* Written instruction:
Replace every "localization" with "detection" in the records, leaving everything else unchanged.
* Begin Provided data *
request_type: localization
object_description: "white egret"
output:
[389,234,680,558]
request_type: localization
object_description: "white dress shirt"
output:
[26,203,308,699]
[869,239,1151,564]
* End Provided data *
* Answer to the problem:
request_type: detection
object_description: "white egret"
output:
[389,234,680,558]
request_type: detection
object_description: "white dress shirt"
output:
[26,203,308,699]
[869,239,1151,564]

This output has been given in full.